### Text excerpt
Mia is a Demon World beast resembling a flying squirrel that accompanies Gina, residing in her cleavage. It apparently holds some distaste for Sword and frequently attacks him by attaching itself to his face whenever he gets too lecherous around Gina. When Sword, Gina, and Sophie visit the Land of Guidance, the temple's spirit temporarily possesses Mia to address them. It is later shown to have some degree of combat ability, with the power to create magical barriers. It makes vocalizations that resemble its name.
- Sister (シスター, Shisutā)

Sister is a nun who runs the Catherine Home (カタリナホーム, Katarina Hōmu), the religious group home where Sophie lives alongside other orphaned children. Sister is stern but caring, frequently frustrated by Sophie's stubborn and independent nature, especially when it comes to finding Martin, but is reluctant to chide her knowing how much Martin means to her. Sister is highly skilled in various martial arts, and is often seen teaching judo to Sophie. She is severely wounded by Pawn when the Horror attempts to kill and consume the residents of the Catherine Home, and later killed by Knight in her last attempt to tell Sophie to run away.
- Martin Heness (マーティン・ヘネス, Mātin Henesu)

Martin Heness is Sophie's missing older brother, who disappeared under mysterious circumstances with only the phrase "El Dorado" as a clue to his possible whereabouts. Initially, Martin is implied to be good with computers and taught Sophie some of his skills, and it is later revealed his skills with computers are prodigious, even developing his own prototype system allowing users to directly interface with networks without use of invasive procedures such as brain implants--the reason the Three Swords seek him out in the first place. Martin is later revealed to be the mysterious El Dorado King who sought out Sophie in the first place, managing the "true" El Dorado, a virtual reality paradise that he claims he helped develop. He see himself as little more than a more highly ranked web developer and believes everyone to be making him up to be a bigger deal than he actually is out of some emotions he cannot quite pinpoint, not knowing that his title as King has deeper implications, and that the Three Swords are annoyed by the fact that he lacks inner darkness. Though he has been missing for three years, Martin believes only six months have passed since he left Sophie, as he spent most of his time inside the virtual reality he created than in the real world. To keep him focused on the project, he has been given forged letters and gifts signed with Sophie's name, presenting an illusion that he was still keeping in touch with his sister. After he was forcefully shown of the atrocities he helped wrecked by Sophie, it is soon revealed that Martin is being manipulated by the true King, a powerful and ancient Horror, and his Three Swords, who influenced him to create El Dorado's Eldo Net and gave him the legendary ring that allows one to control Horrors, and that Sophie was brought to El Dorado just so that he could be broken for possession. He believes the ring is the administrator's controller for the Eldo Net system, meaning he has been unwittingly causing every Horror attack in the region since his disappearance. Martin is totally unaware of the massive death toll that has ensued since he first brought the "true" El Dorado online, believing the over 10,000 souls trapped within are willing volunteers. He suffers a devastating a mental breakdown being overwhelmed by despair, allowing the True King to finally possess him and complete the system.
- Anne (アンヌ, An'nu)

Anne is Sophie's roommate at the Catherine Home, an African-American girl with an upbeat personality.
- Adelaide Harden (アデレード・ハーデン, Aderēdo Hāden)

### Dataset excerpt

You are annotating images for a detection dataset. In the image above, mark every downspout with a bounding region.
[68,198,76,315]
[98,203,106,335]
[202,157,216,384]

### Tasks to perform
- A) Using the character descriptions, explain why Martin thinks only six months have passed since he left Sophie.
- B) Reproduce the stretch of the character descriptions from "- Anne (アンヌ, An'nu)" through "(アデレード・ハーデン, Aderēdo Hāden)".

### Answers to the tasks
- A) Martin believes only six months have passed because he spent most of his time inside the virtual reality he created rather than in the real world. In fact, he has been missing for three years.

- B)
- Anne (アンヌ, An'nu)

Anne is Sophie's roommate at the Catherine Home, an African-American girl with an upbeat personality.
- Adelaide Harden (アデレード・ハーデン, Aderēdo Hāden)